## Your instructions
Summarize the passage about a production of “The Vibrator Play” in two sentences.

“The Vibrator Play” was originally written and published by playwright Sarah Ruhl in 2009.
This production is directed by Kate Powers, who came to the University last fall to teach a course on women in theater. An all-female crew has been putting the show together since spring.
Set early in the age of electricity, the play focuses on the use of the vibrator in Victorian times as a cure for “hysteria,” a medical diagnosis for generalized depression and anxiety, typically in women (it’s no longer recognized as a legitimate medical condition).
Tessa Dahlgren, a junior majoring in theater and psychology, elaborated on the premise of the show: “It takes place in the home of a couple and it’s the next room, which is the operating theater that Dr. Givings operates in. Sabrina Daldry is one of his patients and Catherine Givings, the wife, doesn’t really know anything about his practice. Over the course of the show, the two befriend each other and delve into something that’s not talked about at all. It becomes a fascinating kaleidoscope of race and gender and class.”

## Supplied data
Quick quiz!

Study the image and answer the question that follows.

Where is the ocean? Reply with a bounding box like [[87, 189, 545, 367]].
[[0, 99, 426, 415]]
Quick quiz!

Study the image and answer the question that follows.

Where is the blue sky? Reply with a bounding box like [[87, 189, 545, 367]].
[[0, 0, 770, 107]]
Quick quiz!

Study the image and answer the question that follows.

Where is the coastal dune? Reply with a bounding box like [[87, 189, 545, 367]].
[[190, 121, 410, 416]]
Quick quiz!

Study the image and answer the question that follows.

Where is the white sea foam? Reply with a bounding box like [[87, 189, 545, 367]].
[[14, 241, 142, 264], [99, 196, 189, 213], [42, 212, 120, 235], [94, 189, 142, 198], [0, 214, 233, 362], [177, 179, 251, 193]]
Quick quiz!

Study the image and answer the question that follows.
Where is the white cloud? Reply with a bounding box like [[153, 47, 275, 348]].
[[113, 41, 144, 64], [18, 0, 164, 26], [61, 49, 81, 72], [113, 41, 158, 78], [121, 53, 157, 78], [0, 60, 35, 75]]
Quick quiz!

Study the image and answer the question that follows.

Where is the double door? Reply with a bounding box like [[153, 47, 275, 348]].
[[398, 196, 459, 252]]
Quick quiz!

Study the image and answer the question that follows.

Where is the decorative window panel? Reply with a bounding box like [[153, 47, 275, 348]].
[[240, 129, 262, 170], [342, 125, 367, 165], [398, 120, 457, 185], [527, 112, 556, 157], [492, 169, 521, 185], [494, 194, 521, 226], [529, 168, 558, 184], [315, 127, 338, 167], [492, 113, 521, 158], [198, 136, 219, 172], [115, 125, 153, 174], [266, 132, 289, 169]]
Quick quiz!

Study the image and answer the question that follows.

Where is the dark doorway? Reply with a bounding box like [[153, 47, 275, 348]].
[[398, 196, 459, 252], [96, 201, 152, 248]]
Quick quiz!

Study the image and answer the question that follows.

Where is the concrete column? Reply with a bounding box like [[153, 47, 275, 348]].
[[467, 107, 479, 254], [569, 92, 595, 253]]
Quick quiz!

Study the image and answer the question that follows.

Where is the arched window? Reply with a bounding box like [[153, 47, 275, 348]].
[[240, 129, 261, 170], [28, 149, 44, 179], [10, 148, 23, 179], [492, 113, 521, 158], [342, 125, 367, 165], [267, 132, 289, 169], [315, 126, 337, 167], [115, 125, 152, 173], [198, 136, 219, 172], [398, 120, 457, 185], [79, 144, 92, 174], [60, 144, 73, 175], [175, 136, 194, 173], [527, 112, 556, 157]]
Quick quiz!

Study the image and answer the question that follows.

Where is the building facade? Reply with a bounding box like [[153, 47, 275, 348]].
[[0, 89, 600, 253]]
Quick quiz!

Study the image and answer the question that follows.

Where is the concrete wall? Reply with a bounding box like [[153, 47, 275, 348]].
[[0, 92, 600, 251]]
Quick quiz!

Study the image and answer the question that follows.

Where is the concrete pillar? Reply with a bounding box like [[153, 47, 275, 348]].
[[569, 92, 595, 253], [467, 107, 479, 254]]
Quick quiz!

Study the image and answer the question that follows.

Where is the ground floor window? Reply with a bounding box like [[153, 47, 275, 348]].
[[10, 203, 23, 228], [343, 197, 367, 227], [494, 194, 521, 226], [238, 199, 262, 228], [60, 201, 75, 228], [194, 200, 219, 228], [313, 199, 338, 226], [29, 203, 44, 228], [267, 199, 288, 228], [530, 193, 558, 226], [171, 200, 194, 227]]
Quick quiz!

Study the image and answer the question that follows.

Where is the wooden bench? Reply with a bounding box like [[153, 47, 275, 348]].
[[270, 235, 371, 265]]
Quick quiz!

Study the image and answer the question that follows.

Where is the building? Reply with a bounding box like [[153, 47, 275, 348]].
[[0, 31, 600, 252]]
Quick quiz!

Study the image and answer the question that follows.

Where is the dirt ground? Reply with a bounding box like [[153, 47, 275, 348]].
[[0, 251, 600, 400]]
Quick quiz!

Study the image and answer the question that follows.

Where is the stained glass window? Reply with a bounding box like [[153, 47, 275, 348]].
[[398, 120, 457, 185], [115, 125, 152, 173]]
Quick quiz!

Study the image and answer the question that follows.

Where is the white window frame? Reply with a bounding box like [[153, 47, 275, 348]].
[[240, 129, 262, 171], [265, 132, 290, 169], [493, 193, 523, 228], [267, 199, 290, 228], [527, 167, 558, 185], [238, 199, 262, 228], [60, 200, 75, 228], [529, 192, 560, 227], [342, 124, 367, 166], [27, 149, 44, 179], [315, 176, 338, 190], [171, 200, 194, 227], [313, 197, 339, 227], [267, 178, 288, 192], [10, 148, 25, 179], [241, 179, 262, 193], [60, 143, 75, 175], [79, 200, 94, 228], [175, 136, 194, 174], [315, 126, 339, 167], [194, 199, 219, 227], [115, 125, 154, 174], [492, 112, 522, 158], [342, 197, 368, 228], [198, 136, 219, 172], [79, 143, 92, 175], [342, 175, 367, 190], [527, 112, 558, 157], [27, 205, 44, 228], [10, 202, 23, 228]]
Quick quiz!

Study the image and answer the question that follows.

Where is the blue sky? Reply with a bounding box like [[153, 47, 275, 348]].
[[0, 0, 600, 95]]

## Answer space
Kate Powers is directing a production of “The Vibrator Play,” which Sarah Ruhl wrote and published in 2009, and an all-female crew has been putting it together since spring. Set early in the age of electricity, the play deals with the Victorian use of the vibrator as a cure for “hysteria” and follows Dr. Givings's patient Sabrina Daldry and his wife Catherine, who befriend each other over the course of the show.